Task to complete: Transcribe the records below verbatim, beginning at the line that contains "Practice step: locate the blue" and continuing through the final line of the records.

Exercise material:
╔══
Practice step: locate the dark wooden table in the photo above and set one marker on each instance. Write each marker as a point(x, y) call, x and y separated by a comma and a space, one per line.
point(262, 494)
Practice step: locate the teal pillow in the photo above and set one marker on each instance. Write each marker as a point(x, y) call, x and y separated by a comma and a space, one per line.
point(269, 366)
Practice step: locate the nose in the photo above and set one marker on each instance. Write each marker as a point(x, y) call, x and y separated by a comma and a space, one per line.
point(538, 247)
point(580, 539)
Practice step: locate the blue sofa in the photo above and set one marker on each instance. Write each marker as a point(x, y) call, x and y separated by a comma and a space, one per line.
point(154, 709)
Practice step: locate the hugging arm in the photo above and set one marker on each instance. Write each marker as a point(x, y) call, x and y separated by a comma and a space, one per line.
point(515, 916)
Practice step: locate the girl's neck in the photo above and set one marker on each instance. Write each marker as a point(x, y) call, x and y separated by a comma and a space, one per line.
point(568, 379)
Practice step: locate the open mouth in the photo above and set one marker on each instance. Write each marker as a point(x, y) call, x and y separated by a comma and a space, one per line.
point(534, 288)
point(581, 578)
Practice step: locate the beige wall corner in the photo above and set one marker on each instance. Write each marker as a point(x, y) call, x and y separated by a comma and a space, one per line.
╚══
Final result:
Practice step: locate the blue sofa in the photo above and set one marker on each instance. Write each marker as a point(x, y) call, x and y separated by a comma and a space, one per line.
point(154, 709)
Practice step: locate the hugging arm in the photo above and set one marker on each instance. Write each marker as a point(x, y) call, x and y separated by a comma and a space, one per line.
point(515, 916)
Practice step: locate the girl's neck in the photo above and set one marker on each instance. Write each marker as a point(x, y) call, x and y separated by a comma and a space, one per line.
point(568, 379)
Practice step: locate the open mouth in the photo above and set one marker on each instance. Write each marker as a point(x, y) call, x and y separated by a comma and a space, one per line.
point(534, 288)
point(581, 578)
Practice step: locate the beige wall corner in the photo above and set one marker on each instance. Write each marker as a point(x, y) call, x and y separated by a comma and a space, one per line.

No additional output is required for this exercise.